[START MATERIAL FOR THE TASK]

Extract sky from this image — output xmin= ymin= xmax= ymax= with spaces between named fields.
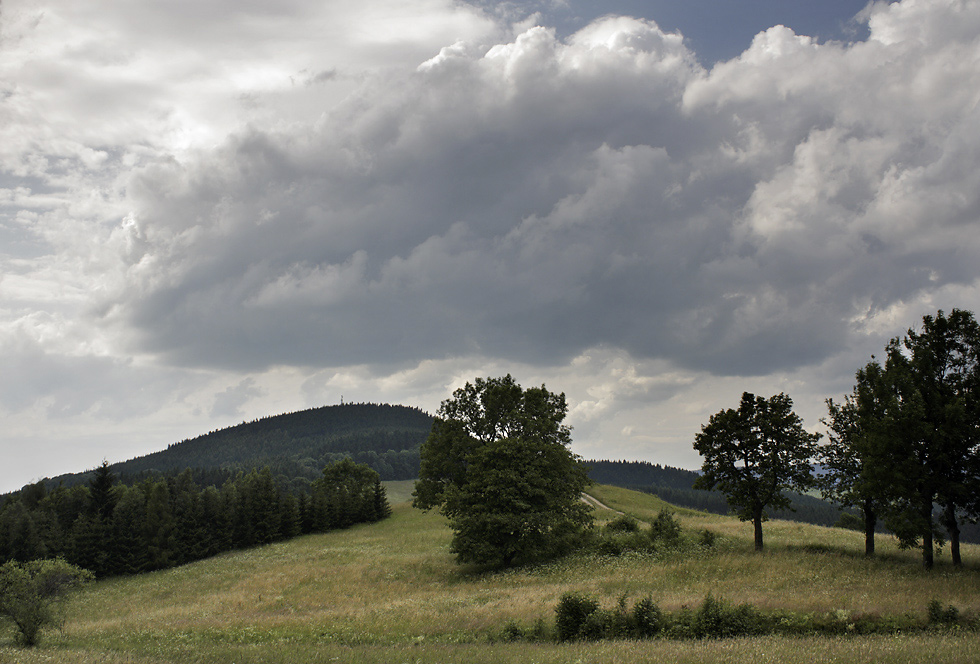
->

[END MATERIAL FOR THE TASK]
[START MATERIAL FOR THE TASK]

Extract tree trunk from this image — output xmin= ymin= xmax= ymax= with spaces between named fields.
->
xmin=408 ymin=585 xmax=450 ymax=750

[END MATERIAL FOR THE TASK]

- GOAL: Can you duplicate everything from the line containing "Extract tree trunk" down to the line containing "xmin=408 ymin=585 xmax=450 ymax=750", both ends included, with each line repeated character for character?

- OUTPUT FOR THIS EXERCISE:
Extract tree trunk from this image — output xmin= ymin= xmax= ymax= with spaces between named fields.
->
xmin=408 ymin=585 xmax=450 ymax=750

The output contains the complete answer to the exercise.